[START OF Task inputs]
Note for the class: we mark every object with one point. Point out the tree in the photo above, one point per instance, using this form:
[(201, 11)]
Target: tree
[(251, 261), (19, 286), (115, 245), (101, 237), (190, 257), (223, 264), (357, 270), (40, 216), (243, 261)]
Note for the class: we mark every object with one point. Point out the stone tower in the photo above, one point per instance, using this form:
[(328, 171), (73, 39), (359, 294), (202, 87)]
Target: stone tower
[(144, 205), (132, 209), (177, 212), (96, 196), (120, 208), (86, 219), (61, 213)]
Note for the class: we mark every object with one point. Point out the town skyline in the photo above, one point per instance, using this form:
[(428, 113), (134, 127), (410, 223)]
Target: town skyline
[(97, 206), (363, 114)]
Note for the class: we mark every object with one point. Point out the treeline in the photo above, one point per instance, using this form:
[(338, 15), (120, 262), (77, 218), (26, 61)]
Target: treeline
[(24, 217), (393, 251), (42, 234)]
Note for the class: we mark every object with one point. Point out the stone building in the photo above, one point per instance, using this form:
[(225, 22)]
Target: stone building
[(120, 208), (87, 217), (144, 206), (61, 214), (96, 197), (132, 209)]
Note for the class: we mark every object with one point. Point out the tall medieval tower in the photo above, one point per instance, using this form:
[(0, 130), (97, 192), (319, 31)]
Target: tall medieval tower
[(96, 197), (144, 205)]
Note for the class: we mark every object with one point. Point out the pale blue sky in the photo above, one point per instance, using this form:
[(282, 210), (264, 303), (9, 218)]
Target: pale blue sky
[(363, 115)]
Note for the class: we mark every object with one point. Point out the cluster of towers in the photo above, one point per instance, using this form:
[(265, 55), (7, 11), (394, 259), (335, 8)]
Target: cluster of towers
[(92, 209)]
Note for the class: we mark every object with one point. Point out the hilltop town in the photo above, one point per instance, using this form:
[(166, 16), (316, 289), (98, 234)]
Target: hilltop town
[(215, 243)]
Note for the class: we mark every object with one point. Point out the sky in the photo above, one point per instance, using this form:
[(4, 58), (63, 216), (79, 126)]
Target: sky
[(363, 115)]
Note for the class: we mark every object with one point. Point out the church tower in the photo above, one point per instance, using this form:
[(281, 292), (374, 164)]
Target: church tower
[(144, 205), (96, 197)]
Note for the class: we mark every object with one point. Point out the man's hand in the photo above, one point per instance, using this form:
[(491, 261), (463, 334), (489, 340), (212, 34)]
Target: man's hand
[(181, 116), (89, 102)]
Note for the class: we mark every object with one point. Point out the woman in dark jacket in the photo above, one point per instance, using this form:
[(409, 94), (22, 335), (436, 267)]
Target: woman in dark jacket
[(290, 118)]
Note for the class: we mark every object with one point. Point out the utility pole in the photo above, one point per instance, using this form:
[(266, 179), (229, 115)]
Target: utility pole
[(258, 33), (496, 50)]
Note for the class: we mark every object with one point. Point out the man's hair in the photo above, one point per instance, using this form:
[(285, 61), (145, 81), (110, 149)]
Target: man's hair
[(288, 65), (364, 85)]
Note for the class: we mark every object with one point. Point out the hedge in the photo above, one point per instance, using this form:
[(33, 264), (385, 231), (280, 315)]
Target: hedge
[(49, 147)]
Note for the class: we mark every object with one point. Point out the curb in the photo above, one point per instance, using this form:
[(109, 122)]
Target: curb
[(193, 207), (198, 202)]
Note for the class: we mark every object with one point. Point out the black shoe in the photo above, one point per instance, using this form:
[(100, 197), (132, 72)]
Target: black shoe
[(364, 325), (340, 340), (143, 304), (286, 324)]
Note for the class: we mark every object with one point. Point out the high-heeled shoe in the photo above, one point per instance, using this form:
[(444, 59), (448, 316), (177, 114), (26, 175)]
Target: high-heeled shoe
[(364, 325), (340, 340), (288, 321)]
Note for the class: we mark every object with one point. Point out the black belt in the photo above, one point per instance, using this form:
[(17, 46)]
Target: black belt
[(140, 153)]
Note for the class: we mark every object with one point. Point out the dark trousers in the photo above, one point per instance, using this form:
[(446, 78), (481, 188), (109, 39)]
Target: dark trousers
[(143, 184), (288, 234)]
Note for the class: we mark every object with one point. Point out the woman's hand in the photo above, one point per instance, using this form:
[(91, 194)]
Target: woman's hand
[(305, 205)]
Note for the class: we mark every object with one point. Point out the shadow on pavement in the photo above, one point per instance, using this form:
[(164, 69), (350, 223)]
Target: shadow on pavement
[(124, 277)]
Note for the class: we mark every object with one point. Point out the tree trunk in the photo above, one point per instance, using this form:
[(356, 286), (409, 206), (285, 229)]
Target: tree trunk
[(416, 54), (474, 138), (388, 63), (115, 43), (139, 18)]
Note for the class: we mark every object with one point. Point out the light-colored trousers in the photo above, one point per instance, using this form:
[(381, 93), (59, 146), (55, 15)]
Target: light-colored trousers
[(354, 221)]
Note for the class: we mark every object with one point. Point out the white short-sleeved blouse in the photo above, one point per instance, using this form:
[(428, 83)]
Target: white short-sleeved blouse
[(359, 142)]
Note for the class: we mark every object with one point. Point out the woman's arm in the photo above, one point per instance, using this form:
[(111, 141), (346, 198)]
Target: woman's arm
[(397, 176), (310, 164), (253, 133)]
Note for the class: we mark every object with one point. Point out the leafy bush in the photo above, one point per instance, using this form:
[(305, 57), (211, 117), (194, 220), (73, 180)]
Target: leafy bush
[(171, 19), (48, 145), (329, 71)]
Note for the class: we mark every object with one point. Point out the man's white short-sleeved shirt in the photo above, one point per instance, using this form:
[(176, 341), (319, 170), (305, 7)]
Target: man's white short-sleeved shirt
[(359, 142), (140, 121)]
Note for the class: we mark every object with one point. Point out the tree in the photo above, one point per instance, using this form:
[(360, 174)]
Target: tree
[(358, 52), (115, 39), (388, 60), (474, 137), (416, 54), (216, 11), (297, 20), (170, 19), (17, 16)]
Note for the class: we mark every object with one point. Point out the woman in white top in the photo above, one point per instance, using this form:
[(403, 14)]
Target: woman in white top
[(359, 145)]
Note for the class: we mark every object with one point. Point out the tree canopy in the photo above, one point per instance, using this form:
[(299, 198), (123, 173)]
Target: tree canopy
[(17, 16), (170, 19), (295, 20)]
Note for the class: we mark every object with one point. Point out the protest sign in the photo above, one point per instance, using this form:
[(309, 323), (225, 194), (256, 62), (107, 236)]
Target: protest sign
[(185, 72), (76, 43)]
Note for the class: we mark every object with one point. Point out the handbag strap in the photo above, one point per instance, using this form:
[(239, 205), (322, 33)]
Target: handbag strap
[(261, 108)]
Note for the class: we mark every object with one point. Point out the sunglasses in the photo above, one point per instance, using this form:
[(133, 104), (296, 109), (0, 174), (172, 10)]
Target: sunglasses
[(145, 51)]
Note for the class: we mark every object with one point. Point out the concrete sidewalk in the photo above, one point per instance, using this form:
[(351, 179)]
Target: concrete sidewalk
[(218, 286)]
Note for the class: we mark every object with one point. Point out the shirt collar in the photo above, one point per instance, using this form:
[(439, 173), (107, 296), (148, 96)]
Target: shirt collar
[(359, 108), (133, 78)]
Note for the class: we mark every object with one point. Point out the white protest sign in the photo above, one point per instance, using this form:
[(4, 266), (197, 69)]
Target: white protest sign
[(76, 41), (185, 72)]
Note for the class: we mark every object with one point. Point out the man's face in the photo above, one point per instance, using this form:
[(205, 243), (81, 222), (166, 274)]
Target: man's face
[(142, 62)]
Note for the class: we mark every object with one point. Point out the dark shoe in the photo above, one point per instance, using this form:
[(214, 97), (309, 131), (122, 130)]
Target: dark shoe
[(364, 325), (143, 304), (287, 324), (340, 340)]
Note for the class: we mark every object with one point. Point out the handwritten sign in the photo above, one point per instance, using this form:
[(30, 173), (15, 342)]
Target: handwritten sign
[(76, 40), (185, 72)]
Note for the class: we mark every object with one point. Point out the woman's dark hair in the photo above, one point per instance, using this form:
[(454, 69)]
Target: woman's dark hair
[END OF Task inputs]
▶ [What you will do]: From the line containing "the white protest" through the closing line of the material above, return every line exactly and omit all others.

▶ [Solution for this task]:
Note for the class: we mark every object with one point. Point out the white protest sign in the photo above, one point per instance, using this form:
[(4, 266), (197, 69)]
Target: white protest sign
[(76, 41), (185, 72)]
Note for the class: we mark every object with one point. Point out the man's face in the photo above, one point per instance, using this form:
[(205, 243), (81, 222), (166, 274)]
Target: man's face
[(142, 62)]
Note for the class: we mark every object with one point. Point out the dark shoe in the photo above, one point per instance, using this form:
[(214, 97), (309, 131), (122, 130)]
Target: dark shoe
[(364, 325), (143, 304), (287, 324), (340, 340)]
Note for the class: we mark every object with one point. Point out the handwritten sign in the photo above, one point per instance, using this form:
[(30, 173), (15, 342)]
Target: handwritten sign
[(76, 40), (185, 72)]
Note for the class: we mark every object with one point. Point out the woman's dark hair in the photo above, one point per instance, using this form:
[(454, 69)]
Target: woman's dark hair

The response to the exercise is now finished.